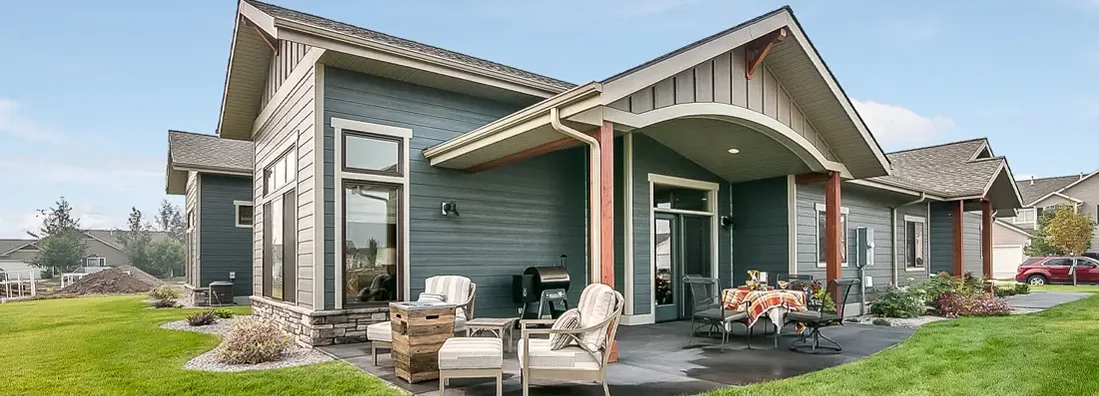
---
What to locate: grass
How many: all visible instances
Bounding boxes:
[0,296,397,395]
[706,292,1099,396]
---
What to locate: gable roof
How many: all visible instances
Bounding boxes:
[873,138,1007,199]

════════

Format every line of the records above as a numbered list, skipping any blank lines and leaving the pictures out.

1. ---
2. What to locate: grass
3. How many: all visible instances
4. Bounding boxes:
5. [0,296,397,395]
6. [706,292,1099,396]
7. ---
8. What to locate: gable roof
9. How many: all visible instances
10. Bounding boxes:
11. [873,138,1007,199]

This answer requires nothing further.